PROBLEM STATEMENT:
Only lines containing the string "blue" belong in the answer; copy all of them from the entries.

___

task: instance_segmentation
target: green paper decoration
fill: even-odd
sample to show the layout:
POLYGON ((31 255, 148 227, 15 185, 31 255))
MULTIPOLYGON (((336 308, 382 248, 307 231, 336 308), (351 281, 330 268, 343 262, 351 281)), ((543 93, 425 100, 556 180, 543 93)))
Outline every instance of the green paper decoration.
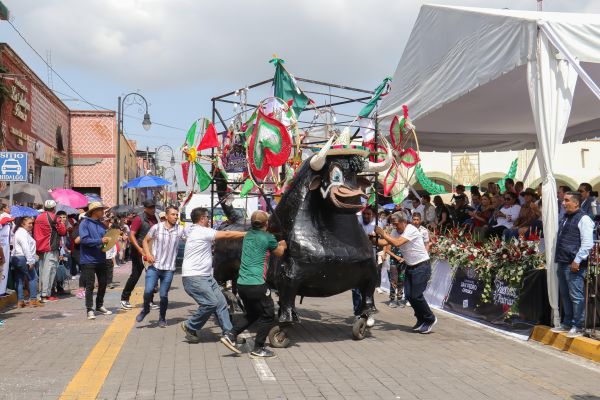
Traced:
POLYGON ((202 168, 200 163, 196 164, 196 180, 198 181, 198 186, 200 186, 200 191, 206 190, 210 183, 212 182, 211 176, 202 168))
POLYGON ((190 129, 188 130, 187 136, 185 137, 185 142, 187 143, 188 147, 192 147, 194 145, 194 139, 196 139, 197 124, 198 121, 194 121, 194 123, 192 124, 192 126, 190 126, 190 129))
POLYGON ((371 196, 369 196, 369 200, 367 200, 367 204, 372 206, 373 204, 375 204, 375 199, 376 199, 376 194, 375 194, 375 190, 373 189, 373 191, 371 192, 371 196))
POLYGON ((246 197, 253 188, 254 182, 252 181, 252 179, 246 179, 246 182, 244 182, 244 186, 242 186, 242 190, 240 191, 240 197, 246 197))
POLYGON ((500 186, 500 192, 504 192, 506 190, 506 186, 504 185, 504 181, 507 178, 515 179, 515 176, 517 175, 517 166, 518 165, 519 165, 519 159, 515 158, 515 160, 510 164, 510 168, 508 169, 508 172, 506 173, 506 175, 504 175, 504 178, 500 179, 497 182, 498 186, 500 186))
POLYGON ((421 167, 421 163, 418 163, 415 167, 415 173, 417 175, 417 181, 419 181, 423 189, 426 190, 429 194, 436 195, 446 193, 446 189, 443 185, 435 183, 434 181, 429 179, 427 175, 425 175, 423 167, 421 167))
POLYGON ((369 102, 358 113, 359 117, 366 118, 369 116, 369 114, 371 114, 371 111, 373 111, 373 109, 377 105, 377 102, 381 98, 383 92, 386 90, 391 80, 392 78, 388 76, 383 80, 383 82, 381 82, 379 86, 377 86, 377 88, 375 89, 375 93, 373 93, 373 96, 371 97, 369 102))
POLYGON ((405 197, 406 196, 404 195, 404 190, 402 190, 402 191, 400 191, 400 193, 398 193, 392 197, 392 202, 394 204, 400 204, 404 201, 405 197))

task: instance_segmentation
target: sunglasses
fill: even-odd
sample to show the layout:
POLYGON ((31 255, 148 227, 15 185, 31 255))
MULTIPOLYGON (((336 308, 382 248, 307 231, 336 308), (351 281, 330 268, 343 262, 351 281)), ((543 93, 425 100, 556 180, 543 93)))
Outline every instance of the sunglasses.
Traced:
POLYGON ((511 200, 512 200, 512 198, 510 198, 510 197, 505 197, 504 198, 504 201, 511 201, 511 200))

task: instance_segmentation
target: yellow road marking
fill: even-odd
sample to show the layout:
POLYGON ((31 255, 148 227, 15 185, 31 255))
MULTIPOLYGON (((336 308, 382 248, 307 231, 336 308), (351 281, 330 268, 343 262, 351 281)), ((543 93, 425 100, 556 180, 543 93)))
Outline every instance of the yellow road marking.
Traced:
MULTIPOLYGON (((136 288, 131 303, 140 303, 144 288, 136 288)), ((136 312, 130 310, 115 316, 98 343, 75 374, 60 400, 95 399, 110 372, 131 328, 135 325, 136 312)))

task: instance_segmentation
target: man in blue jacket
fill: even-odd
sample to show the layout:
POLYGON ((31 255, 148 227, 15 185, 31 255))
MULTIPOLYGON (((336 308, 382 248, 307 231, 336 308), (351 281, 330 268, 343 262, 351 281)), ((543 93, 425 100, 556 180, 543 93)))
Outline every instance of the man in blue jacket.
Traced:
POLYGON ((90 203, 87 218, 79 225, 79 262, 81 274, 85 282, 85 307, 87 318, 96 319, 94 313, 94 274, 98 278, 98 293, 96 295, 96 311, 99 314, 110 315, 112 311, 104 307, 104 293, 106 292, 106 254, 102 251, 108 238, 104 237, 106 226, 104 225, 105 207, 100 202, 90 203))

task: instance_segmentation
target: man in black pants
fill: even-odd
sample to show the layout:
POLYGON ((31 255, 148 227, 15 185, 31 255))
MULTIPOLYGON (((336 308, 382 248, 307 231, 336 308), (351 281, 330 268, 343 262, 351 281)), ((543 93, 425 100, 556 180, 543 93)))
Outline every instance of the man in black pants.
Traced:
MULTIPOLYGON (((121 309, 123 310, 131 310, 133 306, 129 303, 129 298, 131 297, 131 292, 137 285, 140 276, 142 275, 142 271, 144 270, 144 261, 142 259, 142 255, 144 250, 142 249, 142 242, 146 237, 150 228, 158 223, 156 219, 155 213, 155 204, 153 200, 146 200, 143 203, 144 212, 140 215, 136 216, 131 223, 131 231, 129 233, 129 241, 131 243, 131 275, 129 275, 129 279, 127 279, 127 283, 123 288, 123 293, 121 294, 121 309)), ((150 303, 150 308, 153 310, 158 307, 154 304, 154 302, 150 303)))
POLYGON ((265 282, 266 266, 269 265, 270 254, 281 257, 287 246, 285 241, 281 240, 277 243, 275 236, 266 232, 269 221, 266 212, 253 212, 250 221, 252 228, 244 237, 240 274, 237 279, 238 293, 244 302, 246 312, 234 321, 231 332, 235 337, 252 325, 256 325, 254 350, 250 353, 250 357, 274 357, 275 354, 265 347, 267 335, 275 323, 275 305, 271 298, 271 291, 265 282))

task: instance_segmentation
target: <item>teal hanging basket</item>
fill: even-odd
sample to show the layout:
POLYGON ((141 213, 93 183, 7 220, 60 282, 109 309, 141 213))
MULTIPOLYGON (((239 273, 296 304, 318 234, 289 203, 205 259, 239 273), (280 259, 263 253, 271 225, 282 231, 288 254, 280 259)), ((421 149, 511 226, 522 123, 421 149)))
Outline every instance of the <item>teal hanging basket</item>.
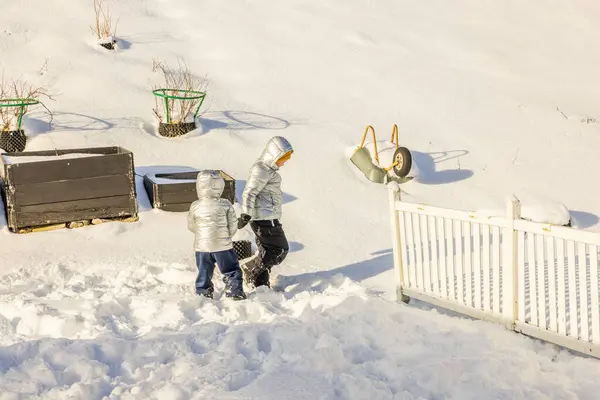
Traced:
MULTIPOLYGON (((16 108, 18 109, 15 113, 17 117, 17 126, 3 126, 0 131, 0 149, 9 153, 16 153, 25 150, 27 144, 27 136, 21 124, 23 123, 23 115, 27 112, 28 106, 34 106, 40 104, 39 100, 28 99, 28 98, 16 98, 16 99, 0 99, 0 108, 3 112, 6 109, 16 108)), ((9 118, 10 120, 11 118, 9 118)))
MULTIPOLYGON (((206 97, 206 92, 185 89, 155 89, 152 91, 152 94, 161 97, 164 102, 166 122, 161 121, 158 126, 158 133, 161 136, 176 137, 185 135, 196 129, 195 121, 206 97), (194 122, 172 120, 171 114, 175 101, 189 102, 190 111, 194 110, 194 122), (196 103, 198 104, 196 105, 196 103)), ((185 106, 182 106, 182 108, 185 108, 185 106)), ((181 116, 181 118, 185 117, 186 115, 181 116)))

___

ANSWER FOR THIS EXERCISE:
target: man in blue jacket
Outline every instance of the man in blue jacket.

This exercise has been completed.